**What you will do**
**A.** According to the VIA PadLock article, in what year was PadLock introduced?
**B.** Reproduce the stretch of the VIA PadLock article from "VIA PadLock is" through "Counter Mode (ACE2)".
**C.** Take the VIA PadLock article further, picking up right after its final line.

**Text section**
::::
= VIA PadLock =

Extension to the x86 instruction set

VIA PadLock is a central processing unit (CPU) instruction set extension to the x86 microprocessor instruction set architecture (ISA) found on processors produced by VIA Technologies and Zhaoxin. Introduced in 2003 with the VIA Centaur CPUs, the additional instructions provide hardware-accelerated random number generation (RNG), Advanced Encryption Standard (AES), SHA-1, SHA256, and Montgomery modular multiplication.

== Instructions ==
The PadLock instruction set can be divided into four subsets:

- Random number generation (RNG)
  - XSTORE: Store Available Random Bytes (aka XSTORERNG)
  - REP XSTORE: Store ECX Random Bytes
- Advanced cryptography engine (ACE) - for AES crypto; two versions
  - REP XCRYPTECB: Electronic code book
  - REP XCRYPTCBC: Cipher Block Chaining
  - REP XCRYPTCTR: Counter Mode (ACE2)
::::
**Entries**
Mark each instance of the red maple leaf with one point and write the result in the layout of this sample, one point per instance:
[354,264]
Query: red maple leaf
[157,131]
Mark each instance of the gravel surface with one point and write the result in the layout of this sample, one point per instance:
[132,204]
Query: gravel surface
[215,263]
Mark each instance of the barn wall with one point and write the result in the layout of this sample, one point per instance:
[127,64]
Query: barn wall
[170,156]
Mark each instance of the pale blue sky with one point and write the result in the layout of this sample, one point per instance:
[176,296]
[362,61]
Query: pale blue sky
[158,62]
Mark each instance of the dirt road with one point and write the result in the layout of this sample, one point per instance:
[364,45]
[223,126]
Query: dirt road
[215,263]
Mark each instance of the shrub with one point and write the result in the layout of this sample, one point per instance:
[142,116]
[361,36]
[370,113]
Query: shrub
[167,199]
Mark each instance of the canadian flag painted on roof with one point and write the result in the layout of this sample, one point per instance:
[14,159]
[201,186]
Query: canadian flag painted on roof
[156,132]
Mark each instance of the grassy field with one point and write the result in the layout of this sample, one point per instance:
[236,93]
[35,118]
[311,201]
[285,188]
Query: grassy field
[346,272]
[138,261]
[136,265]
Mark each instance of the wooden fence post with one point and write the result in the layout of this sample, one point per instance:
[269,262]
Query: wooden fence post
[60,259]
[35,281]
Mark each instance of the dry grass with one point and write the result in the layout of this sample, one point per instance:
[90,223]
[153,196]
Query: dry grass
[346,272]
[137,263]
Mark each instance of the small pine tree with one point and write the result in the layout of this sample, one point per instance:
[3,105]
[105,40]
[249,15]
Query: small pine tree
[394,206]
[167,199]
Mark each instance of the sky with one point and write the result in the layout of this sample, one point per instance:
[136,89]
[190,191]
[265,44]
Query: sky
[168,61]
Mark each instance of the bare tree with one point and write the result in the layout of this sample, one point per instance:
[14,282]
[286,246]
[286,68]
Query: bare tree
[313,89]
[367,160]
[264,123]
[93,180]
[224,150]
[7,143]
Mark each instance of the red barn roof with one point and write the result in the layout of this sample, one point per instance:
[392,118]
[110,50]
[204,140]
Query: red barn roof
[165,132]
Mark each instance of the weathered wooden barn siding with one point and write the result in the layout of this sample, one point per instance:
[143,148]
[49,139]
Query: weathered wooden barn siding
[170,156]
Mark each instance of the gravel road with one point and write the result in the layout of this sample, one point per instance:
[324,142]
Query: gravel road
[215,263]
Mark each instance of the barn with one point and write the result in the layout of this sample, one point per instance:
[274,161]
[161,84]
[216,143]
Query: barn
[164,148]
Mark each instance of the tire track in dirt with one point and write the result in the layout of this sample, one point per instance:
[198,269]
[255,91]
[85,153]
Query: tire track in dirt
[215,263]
::::
**Replies**
**A.** 2003

**B.**
VIA PadLock is a central processing unit (CPU) instruction set extension to the x86 microprocessor instruction set architecture (ISA) found on processors produced by VIA Technologies and Zhaoxin. Introduced in 2003 with the VIA Centaur CPUs, the additional instructions provide hardware-accelerated random number generation (RNG), Advanced Encryption Standard (AES), SHA-1, SHA256, and Montgomery modular multiplication.

== Instructions ==
The PadLock instruction set can be divided into four subsets:

- Random number generation (RNG)
  - XSTORE: Store Available Random Bytes (aka XSTORERNG)
  - REP XSTORE: Store ECX Random Bytes
- Advanced cryptography engine (ACE) - for AES crypto; two versions
  - REP XCRYPTECB: Electronic code book
  - REP XCRYPTCBC: Cipher Block Chaining
  - REP XCRYPTCTR: Counter Mode (ACE2)

**C.**
  - REP XCRYPTCFB: Cipher Feedback Mode
  - REP XCRYPTOFB: Output Feedback Mode
- SHA hash engine (PHE)
  - REP XSHA1: Hash Function SHA-1
  - REP XSHA256: Hash Function SHA-256
- Montgomery multiplier (PMM)
  - REP MONTMUL

The padlock capability is indicated via a CPUID instruction with EAX = 0xC0000000. If the resultant EAX >= 0xC0000001, the CPU is aware of Centaur features. An additional request with EAX = 0xC0000001 then returns PadLock support in EDX. The padlock capability can be toggled on or off with MSR 0X1107.

VIA PadLock found on some Zhaoxin CPUs have SM3 hashing and SM4 block cipher added.

=== CPUs with PadLock ===

- All VIA Nano CPUs support SHA, AES, and RNG.
- All VIA Eden CPUs since 2003 (C3 Nehemiah) support AES and RNG. All these released since 2006 support AES, RNG, SHA, and PMM.
- All VIA C7 CPUs support AES, RNG, SHA, and PMM.

== Supporting software ==
- Linux kernel since 2.6.11 has PadLock AES. PadLock SHA was introduced in 2.6.19. These are handled as "hardware crypto devices".
- FreeBSD, NetBSD and OpenBSD support PadLock.
- OpenSSL supports PadLock AES and SHA since 2004 (0.9.7f/0.9.8a).
- GNU assembler supports PadLock since 2004.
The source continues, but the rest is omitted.